## Your task
Report each line in the records that contains the word "pink".

## Materials provided
◇ ◇ ◇ ◇ ◇

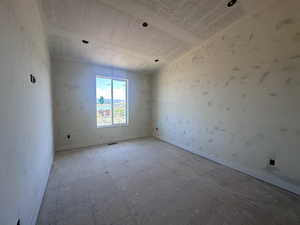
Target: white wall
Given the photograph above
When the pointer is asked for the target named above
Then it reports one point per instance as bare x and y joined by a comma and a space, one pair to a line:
74, 89
235, 99
25, 112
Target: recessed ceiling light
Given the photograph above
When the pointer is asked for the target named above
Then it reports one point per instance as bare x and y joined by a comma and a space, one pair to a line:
231, 3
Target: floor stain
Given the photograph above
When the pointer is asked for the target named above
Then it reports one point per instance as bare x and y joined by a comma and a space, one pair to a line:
281, 24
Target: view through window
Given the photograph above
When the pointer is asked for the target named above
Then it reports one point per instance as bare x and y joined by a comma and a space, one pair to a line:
111, 101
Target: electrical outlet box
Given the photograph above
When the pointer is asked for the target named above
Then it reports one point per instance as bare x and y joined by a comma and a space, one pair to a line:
272, 162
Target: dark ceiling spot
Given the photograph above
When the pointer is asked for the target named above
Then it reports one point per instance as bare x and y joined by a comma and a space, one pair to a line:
231, 3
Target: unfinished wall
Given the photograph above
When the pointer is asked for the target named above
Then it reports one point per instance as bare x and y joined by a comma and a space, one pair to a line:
235, 99
74, 88
25, 112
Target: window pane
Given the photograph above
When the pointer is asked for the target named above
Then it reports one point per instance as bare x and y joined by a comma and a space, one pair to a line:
119, 95
104, 101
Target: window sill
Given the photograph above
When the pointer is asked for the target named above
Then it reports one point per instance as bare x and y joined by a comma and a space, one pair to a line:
113, 126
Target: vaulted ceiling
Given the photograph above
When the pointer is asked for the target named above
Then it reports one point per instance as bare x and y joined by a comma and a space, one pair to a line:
117, 37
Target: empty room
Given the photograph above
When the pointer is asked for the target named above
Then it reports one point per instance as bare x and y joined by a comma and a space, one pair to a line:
149, 112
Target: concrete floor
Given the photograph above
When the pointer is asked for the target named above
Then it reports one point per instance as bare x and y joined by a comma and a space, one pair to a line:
149, 182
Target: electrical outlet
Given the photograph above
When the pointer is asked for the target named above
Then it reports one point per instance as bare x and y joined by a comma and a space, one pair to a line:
272, 162
32, 79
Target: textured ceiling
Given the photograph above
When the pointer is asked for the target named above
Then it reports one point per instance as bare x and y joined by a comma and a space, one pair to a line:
117, 37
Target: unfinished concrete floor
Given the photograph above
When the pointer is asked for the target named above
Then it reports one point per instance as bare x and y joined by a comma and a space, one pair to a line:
149, 182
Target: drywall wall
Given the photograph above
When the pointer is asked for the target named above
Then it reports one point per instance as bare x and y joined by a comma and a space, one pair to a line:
25, 112
235, 98
74, 90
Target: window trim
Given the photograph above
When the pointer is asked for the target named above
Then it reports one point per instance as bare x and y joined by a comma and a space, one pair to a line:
112, 105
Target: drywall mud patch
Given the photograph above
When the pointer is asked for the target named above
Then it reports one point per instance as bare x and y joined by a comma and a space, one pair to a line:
288, 81
264, 77
273, 94
296, 37
295, 57
251, 36
229, 80
235, 68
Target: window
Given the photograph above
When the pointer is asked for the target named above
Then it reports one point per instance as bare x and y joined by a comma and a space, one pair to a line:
111, 101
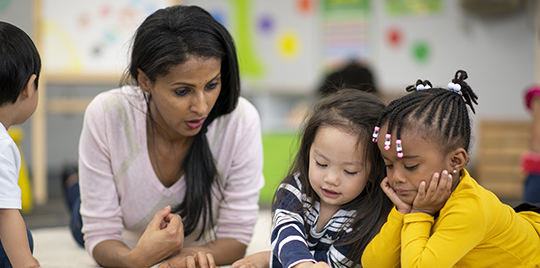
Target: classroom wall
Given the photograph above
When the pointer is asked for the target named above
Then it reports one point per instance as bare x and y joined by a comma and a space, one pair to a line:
497, 53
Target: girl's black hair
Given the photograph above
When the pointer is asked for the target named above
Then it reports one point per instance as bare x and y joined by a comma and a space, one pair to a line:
438, 112
169, 37
19, 60
356, 112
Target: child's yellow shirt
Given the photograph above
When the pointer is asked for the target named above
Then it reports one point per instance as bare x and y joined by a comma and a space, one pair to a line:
473, 229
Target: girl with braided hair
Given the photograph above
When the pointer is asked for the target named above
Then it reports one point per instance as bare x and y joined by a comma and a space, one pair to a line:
442, 216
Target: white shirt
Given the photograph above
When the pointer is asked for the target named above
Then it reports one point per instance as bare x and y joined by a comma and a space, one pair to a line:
10, 165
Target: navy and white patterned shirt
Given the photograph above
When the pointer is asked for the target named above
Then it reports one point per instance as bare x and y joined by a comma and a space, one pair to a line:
292, 244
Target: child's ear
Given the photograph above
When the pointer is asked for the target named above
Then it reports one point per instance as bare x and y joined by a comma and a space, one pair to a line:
30, 88
143, 80
458, 158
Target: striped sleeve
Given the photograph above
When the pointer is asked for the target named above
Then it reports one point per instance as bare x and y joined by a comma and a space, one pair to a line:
289, 246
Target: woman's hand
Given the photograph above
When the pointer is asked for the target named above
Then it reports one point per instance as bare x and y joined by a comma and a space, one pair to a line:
199, 260
257, 260
430, 201
163, 237
401, 206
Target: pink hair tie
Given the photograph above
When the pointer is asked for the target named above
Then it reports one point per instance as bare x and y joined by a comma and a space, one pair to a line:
532, 91
376, 134
387, 142
454, 87
399, 148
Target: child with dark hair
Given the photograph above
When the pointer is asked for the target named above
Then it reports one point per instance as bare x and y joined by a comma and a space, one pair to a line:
330, 205
20, 66
443, 217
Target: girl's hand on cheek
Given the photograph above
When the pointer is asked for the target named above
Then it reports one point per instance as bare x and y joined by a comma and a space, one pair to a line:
430, 201
401, 206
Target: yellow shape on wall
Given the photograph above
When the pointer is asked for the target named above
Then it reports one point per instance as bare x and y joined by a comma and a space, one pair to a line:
288, 45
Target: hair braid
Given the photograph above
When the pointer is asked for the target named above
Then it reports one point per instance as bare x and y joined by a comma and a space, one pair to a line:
425, 104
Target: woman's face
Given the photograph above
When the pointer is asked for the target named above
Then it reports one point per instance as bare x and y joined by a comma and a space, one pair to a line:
182, 99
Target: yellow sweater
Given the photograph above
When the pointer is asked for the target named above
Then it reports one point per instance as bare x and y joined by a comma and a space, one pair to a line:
474, 229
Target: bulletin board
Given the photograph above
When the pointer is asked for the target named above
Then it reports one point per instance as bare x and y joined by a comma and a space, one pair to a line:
278, 41
90, 38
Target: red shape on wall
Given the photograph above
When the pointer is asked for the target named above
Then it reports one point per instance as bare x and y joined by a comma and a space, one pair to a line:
305, 6
394, 37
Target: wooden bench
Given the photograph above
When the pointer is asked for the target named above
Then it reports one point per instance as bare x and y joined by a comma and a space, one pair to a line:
501, 143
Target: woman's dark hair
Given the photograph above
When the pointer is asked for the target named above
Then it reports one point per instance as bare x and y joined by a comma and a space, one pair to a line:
438, 114
169, 37
19, 60
355, 112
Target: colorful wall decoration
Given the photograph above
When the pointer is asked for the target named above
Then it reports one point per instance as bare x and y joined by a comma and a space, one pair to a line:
90, 37
278, 41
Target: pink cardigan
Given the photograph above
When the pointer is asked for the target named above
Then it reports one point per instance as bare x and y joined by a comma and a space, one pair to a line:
120, 192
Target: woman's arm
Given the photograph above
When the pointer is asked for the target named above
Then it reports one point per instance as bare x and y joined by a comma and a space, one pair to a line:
162, 238
15, 239
222, 251
256, 260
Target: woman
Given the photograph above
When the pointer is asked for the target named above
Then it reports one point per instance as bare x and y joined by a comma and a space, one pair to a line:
178, 139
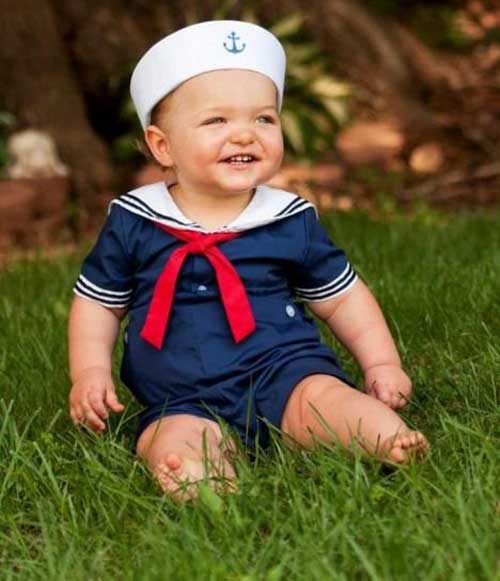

◇ ◇ ◇ ◇ ◇

## Result of the exercise
Target: pink hair tie
Target: pink cardigan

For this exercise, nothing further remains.